[Document segment Boundary: Start]

My wife and I were talking this week-end about how things have changed with our family, both hers and mine. In the beginning, as we found out that we were expecting our first child, we got a lot of the usual “get ready to get no sleep for the next 18 years!” type of remarks, as all expecting parents do.

AdviceThen we faced the ridicule of wanting to keep up with todays standards in safety: “Bah, my kids never had to sit in a car seat and they’re fine!”

We continued to get the “we were parents long before you were” speeches long after our first child (Cameron) was born and even after our second child (Tyler).

Even when we began telling everyone of our Autism concerns, we still got all the ‘advice’ you’d expect, such as “some kids are just like that” or “he’ll grow out of it, stop being a worry wart”. What is a worry wart exactly anyway?

It was very frustrating because every parent wants to set limits, rules and boundaries for their children and we all know that grandparents love to spoil their grandchildren. But all family has this “we are parents too, we can spoil your kids, they’ll be fine” attitude and it can be very frustrating for parents that just want everyone to listen to your wishes.

Autism has a way of changing all of that because suddenly it puts them on the same level playing field as you… the unknown.

We found that all the remarks, all the advice, all the ridicule for our choices faded away in that moment, but never really left because what would parents (who are now grandparents) be if not supportive?

Even still, what really made the largest difference was when we were able to really make them “get it”… and for us, that defining moment was when they watched the Temple Grandin movie, or when they could find their own videos on Autism.

Once educated on just how very different it can be and how well versed they had found out that my wife and I had become on what is going on in the world of Autism, they really backed off.

Not just the remarks and such, but also on questioning our decisions. If we decide something is best for Cameron, or if we decide that he goes to bed at a certain time, or if we decide no one in the family feeds him without us being there… they do not question it anymore. They certainly don’t argue it either.

That is huge.

It has been a long and very frustrating road at times but it’s great knowing that finally, after all this time, they see that we are capable, that we do know what we’re doing and most of all that we not just like every other parent that’s had a kid.

To be clear, we still value input from our families and our own parents, but the fact that the questioning, doing things against our wishes and ‘spoiling’ is over… is so very much appreciated.. I can’t even put it into words.

The big shock, for me, is when other parents started coming to me for advice, which also comes with the Autism diagnosis, but that’s for another article.

[Document segment Boundary: End]
[Records provided Boundary: Start]

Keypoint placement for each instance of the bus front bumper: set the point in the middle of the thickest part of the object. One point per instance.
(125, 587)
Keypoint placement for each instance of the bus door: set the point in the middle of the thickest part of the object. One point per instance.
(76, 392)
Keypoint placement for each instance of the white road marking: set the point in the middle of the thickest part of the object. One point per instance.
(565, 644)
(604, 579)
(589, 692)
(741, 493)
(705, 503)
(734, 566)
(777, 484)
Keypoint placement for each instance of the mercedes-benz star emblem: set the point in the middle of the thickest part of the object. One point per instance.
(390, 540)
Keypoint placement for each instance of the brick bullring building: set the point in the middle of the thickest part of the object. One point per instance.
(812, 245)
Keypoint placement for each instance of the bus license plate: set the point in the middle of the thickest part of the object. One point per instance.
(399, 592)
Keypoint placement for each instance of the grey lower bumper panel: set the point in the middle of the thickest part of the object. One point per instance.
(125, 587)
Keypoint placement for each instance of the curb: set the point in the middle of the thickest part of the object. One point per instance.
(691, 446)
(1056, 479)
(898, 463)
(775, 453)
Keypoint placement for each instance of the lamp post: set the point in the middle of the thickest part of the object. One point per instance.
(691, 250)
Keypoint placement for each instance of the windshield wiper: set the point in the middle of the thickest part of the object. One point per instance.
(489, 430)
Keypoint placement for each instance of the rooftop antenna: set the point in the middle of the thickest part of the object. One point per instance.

[Records provided Boundary: End]
[Records provided Boundary: Start]

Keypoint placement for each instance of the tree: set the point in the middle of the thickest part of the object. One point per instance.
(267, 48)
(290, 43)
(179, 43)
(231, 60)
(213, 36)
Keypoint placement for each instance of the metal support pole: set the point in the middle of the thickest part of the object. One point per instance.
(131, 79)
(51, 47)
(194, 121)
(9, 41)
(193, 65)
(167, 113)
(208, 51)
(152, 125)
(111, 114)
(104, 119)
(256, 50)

[Records provided Boundary: End]
[Records provided Boundary: Start]

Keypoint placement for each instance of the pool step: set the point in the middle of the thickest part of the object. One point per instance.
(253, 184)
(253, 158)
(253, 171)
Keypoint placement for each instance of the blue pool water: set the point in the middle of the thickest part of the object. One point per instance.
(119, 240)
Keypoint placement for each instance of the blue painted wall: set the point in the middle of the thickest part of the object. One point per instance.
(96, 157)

[Records provided Boundary: End]

### [Activity]
Retype the passage of the post on family and autism between "It was very" and "you… the unknown.", inclusive. The listing has no connection to the post on family and autism.

### [Response to the exercise]
It was very frustrating because every parent wants to set limits, rules and boundaries for their children and we all know that grandparents love to spoil their grandchildren. But all family has this “we are parents too, we can spoil your kids, they’ll be fine” attitude and it can be very frustrating for parents that just want everyone to listen to your wishes.

Autism has a way of changing all of that because suddenly it puts them on the same level playing field as you… the unknown.